In the records below, turn everything from the line with "Would you say any train" down to the line with "[159,49,227,89]" into a JSON list of strings, one string per line, with blank lines left out.

== Input material ==

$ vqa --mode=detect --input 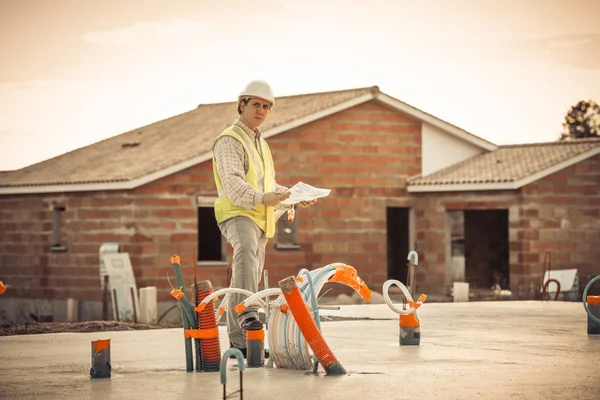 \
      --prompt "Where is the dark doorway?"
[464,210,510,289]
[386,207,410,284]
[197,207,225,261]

===
== Input material ==

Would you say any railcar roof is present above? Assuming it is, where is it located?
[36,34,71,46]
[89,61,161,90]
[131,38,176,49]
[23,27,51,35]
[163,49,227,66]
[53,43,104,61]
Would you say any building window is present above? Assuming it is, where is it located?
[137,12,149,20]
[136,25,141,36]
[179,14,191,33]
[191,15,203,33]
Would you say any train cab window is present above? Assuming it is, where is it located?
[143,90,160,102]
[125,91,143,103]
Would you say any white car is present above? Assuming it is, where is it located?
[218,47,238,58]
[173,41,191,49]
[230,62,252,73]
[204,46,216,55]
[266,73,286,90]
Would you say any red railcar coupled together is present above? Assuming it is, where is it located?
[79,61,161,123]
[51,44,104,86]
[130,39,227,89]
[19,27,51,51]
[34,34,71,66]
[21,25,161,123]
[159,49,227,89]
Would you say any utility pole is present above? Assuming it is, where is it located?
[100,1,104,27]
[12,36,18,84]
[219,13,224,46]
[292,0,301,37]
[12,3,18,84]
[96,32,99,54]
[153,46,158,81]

===
== Input material ==

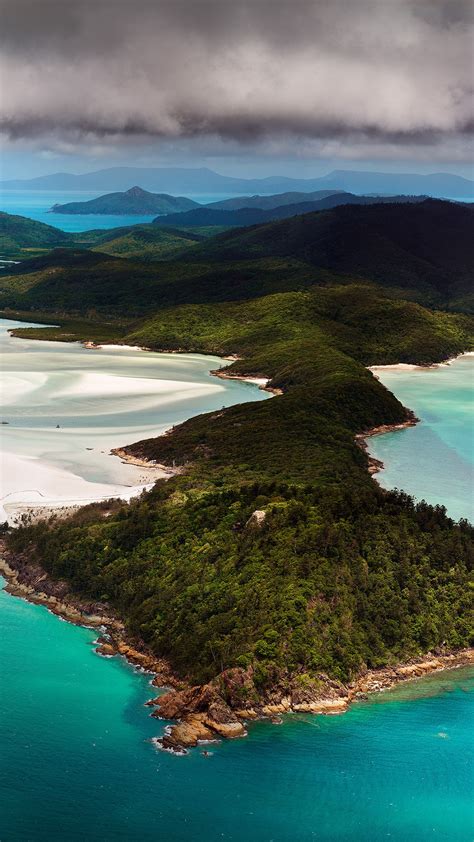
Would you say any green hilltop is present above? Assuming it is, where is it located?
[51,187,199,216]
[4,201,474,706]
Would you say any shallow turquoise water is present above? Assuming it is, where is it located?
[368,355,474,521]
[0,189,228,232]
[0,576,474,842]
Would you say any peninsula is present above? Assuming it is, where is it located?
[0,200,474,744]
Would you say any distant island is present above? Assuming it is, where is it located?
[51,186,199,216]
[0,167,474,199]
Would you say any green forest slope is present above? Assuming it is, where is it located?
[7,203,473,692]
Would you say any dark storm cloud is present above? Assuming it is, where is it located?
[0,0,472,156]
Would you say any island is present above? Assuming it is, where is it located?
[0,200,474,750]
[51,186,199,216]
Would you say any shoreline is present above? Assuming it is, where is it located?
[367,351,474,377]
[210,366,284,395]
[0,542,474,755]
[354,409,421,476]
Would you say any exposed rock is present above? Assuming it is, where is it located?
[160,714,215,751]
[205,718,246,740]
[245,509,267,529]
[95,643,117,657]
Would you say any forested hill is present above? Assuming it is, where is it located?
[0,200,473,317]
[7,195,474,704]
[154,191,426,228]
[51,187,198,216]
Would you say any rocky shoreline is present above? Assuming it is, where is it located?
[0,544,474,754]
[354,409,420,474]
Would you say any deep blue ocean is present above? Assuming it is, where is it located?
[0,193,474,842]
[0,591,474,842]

===

■ The solution ■
[
  "Would you say any train cab window is present above? Assuming it is, where is it located?",
  "[143,90,160,102]",
  "[125,91,143,103]",
  "Would you say any white car is present above? Assuming it is, where is it located?",
  "[218,47,238,58]",
  "[173,41,191,49]",
  "[230,62,252,73]",
  "[204,46,216,55]",
  "[266,73,286,90]",
  "Would you say any red railcar coupled together is present above? Assuming it is, where is it located?",
  "[79,61,161,123]",
  "[51,44,104,86]",
  "[130,39,227,89]",
  "[19,27,51,51]",
  "[34,34,71,66]",
  "[21,25,161,123]",
  "[159,49,227,89]"
]